**Collected data entries**
....................
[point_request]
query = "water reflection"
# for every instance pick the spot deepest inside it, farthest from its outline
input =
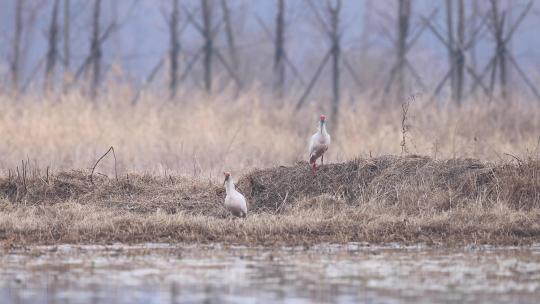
(158, 273)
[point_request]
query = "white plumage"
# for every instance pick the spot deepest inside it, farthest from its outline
(235, 202)
(319, 143)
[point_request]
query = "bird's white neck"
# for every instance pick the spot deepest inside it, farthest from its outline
(229, 186)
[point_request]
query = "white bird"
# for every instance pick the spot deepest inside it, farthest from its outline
(319, 144)
(235, 202)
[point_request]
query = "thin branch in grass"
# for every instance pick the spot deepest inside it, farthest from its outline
(520, 162)
(97, 162)
(404, 125)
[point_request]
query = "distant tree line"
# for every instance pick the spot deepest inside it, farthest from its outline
(465, 24)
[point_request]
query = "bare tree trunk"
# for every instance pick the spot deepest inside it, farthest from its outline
(174, 49)
(451, 44)
(501, 48)
(336, 52)
(366, 26)
(230, 36)
(460, 56)
(208, 46)
(15, 61)
(279, 54)
(404, 14)
(67, 54)
(473, 26)
(52, 52)
(95, 46)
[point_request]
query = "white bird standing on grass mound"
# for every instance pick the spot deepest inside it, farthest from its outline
(319, 144)
(235, 202)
....................
**Problem requirements**
Make an exact copy of the records above, one that has none of the pictures.

**Task result**
[point_request]
query = "water reflection"
# for every instance pick the spot deepest inside it, farthest from its outline
input =
(158, 273)
[point_request]
query = "white plumage"
# for every instance pick the spot deepest inside it, farthest from its outline
(235, 202)
(319, 143)
[point_request]
query = "bird's white neck"
# for every instance pick the spot deepest inside it, farthest from its outline
(229, 186)
[point_request]
query = "white bird"
# for every instance pick the spot deepest inside it, farthest from its outline
(319, 144)
(235, 202)
[point_request]
query = "thin branch in grass"
# for every instance pick the spot deepest inside it, farthest from its outline
(520, 162)
(97, 162)
(404, 125)
[point_request]
query = "distant tree line"
# for every instance pick the spot deepest inside it, farthest from its outline
(465, 24)
[point_request]
query = "bare tree trunk"
# for every instance pick the spot deepest inside it, farthest from its outline
(174, 49)
(451, 44)
(501, 48)
(336, 52)
(366, 26)
(230, 36)
(460, 56)
(208, 46)
(15, 61)
(279, 54)
(404, 14)
(67, 54)
(473, 26)
(52, 52)
(95, 46)
[point_request]
query = "white bird standing on grass mound"
# for every instance pick the spot deepest inside it, farthest from its outline
(319, 144)
(235, 202)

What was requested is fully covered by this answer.